- Tasks for this exercise -
1) In the IDE discussion, why does the poster who agrees with the Descent suggestion want the parts of dmd that Descent needs in a separate library?
2) Render the listing from its start through the line containing "x=766 y=233" as a Markdown table with columns n and Line, numbering each row and leaving out blank lines.

** START Selected text **

October 11, 2009
On 10/11/09 11:56, Frank Benoit wrote:
> Walter Bright schrieb:
>> They say that the productivity gains of D's improvements are
>> overbalanced by the loss of productivity by moving away from an IDE. And
>> what is it about an IDE that is so productive?
>
> If you use Eclipse for Java, you have:
> - Debugger in place
> - Automatic builder, compile on save
> * Jump to line from error list
> * Jump to declaration
> - Show JavaDoc in tooltip, even in autocompletion
> - Show hierarchy tree
> - Autocompletion
> - Quick assist, e.g.
> 	- assign ctor parameter to new field
> 	- extract selected text into local variable
> 	- Mark source portion, extract to method, the IDE evaluates the needed
> parameters and return value
> 	- ...
> There is so much more. But the main thing is, you are not only able to
> use grep and friends on the pure text level. With an IDE you have
> semantic support. This makes refactoring your code so much easier. You
> can say "rename this method" and it works, all references to this method
> are also altered. "Move this inner class to a top level class in that
> package", "Derive from that class, yes add the needed ctors". There is
> even an API to automate refactorings.
>
> I think Descent is the right way. But here, a port of DMD is directly
> integrated into the plugin. To put more manpower in this project would
> be the best way imo.

I completely agree. I don't know if it would be better to have the parts of dmd that descent needs in a separate library to avoid porting half of dmd to java.

October 11, 2009
Sat, 10 Oct 2009 18:19:56 -0700, Walter Bright thusly wrote:

> In my discussions with companies about adopting D, the major barrier that comes up over and over isn't Tango vs Phobos, dmd being GPL, debugger support, libraries, bugs, etc., although those are important.
> 
> It's the IDE.

** END Selected text **
** START Supplied records **

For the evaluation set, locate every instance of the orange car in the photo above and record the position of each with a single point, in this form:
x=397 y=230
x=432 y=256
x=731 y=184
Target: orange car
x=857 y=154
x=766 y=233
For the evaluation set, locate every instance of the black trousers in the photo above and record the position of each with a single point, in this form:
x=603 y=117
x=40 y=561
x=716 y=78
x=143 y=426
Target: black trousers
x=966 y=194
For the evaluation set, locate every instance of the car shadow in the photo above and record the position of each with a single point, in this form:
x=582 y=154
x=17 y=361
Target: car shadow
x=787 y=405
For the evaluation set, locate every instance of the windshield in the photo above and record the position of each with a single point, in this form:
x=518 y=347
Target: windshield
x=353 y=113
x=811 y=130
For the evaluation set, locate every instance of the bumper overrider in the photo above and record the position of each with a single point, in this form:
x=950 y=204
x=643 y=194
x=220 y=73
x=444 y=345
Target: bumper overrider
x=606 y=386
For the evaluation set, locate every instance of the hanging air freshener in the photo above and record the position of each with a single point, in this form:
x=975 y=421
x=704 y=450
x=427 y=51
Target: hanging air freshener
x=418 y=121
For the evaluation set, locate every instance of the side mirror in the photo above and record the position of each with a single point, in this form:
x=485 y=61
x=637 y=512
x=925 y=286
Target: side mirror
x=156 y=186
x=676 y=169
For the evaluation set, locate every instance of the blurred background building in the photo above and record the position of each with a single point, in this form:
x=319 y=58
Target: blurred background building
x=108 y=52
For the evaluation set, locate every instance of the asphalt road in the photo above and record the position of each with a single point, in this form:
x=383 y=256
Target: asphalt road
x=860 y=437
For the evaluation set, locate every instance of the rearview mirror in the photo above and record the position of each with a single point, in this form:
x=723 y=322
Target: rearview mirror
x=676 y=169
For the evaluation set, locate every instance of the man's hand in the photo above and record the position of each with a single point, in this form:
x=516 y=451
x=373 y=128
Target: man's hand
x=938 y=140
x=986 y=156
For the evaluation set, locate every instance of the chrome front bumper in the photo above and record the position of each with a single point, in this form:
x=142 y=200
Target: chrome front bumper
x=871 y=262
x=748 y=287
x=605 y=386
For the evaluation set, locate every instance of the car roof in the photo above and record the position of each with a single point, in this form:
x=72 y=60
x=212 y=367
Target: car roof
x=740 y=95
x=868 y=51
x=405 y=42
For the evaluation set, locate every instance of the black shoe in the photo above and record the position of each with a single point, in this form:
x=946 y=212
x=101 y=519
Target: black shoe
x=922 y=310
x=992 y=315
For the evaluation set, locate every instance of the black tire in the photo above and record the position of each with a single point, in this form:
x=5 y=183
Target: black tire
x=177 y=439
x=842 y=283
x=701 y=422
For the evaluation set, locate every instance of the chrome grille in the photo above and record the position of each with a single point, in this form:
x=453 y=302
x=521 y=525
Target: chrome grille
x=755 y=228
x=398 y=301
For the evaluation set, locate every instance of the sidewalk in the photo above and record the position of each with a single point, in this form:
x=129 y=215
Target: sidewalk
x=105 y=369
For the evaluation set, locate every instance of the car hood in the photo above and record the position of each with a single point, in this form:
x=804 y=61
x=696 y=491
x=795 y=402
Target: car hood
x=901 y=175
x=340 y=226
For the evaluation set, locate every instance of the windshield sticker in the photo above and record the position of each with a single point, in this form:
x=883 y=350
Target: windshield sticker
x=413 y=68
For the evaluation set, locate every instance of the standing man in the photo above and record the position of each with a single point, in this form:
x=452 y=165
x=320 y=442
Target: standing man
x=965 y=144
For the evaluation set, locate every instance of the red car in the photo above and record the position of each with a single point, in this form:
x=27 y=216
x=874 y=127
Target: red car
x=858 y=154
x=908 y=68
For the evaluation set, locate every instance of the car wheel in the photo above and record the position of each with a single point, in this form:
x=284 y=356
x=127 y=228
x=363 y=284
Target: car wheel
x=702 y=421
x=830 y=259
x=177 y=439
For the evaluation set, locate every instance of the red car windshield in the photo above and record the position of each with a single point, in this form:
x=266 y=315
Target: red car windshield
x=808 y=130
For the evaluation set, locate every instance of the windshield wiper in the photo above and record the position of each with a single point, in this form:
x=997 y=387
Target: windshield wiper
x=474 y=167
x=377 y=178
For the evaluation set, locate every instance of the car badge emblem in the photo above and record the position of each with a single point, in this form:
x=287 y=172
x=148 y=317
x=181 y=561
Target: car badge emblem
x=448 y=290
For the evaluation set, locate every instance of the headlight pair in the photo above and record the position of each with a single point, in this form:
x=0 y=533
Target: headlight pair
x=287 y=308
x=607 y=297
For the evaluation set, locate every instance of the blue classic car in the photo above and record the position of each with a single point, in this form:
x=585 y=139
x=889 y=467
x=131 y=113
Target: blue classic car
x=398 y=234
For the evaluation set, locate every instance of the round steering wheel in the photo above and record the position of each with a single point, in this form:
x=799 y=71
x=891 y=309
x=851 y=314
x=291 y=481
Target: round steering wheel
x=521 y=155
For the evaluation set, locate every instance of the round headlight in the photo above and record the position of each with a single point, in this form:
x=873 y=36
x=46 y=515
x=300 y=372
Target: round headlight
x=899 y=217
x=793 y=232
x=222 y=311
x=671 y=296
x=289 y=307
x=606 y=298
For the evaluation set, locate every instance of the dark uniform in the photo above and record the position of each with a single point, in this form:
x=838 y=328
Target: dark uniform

** END Supplied records **

- Full solutions -
1) The poster wants them in a separate library so that half of dmd would not have to be ported to Java.

2)
| n | Line |
|---|---|
| 1 | For the evaluation set, locate every instance of the orange car in the photo above and record the position of each with a single point, in this form: |
| 2 | x=397 y=230 |
| 3 | x=432 y=256 |
| 4 | x=731 y=184 |
| 5 | Target: orange car |
| 6 | x=857 y=154 |
| 7 | x=766 y=233 |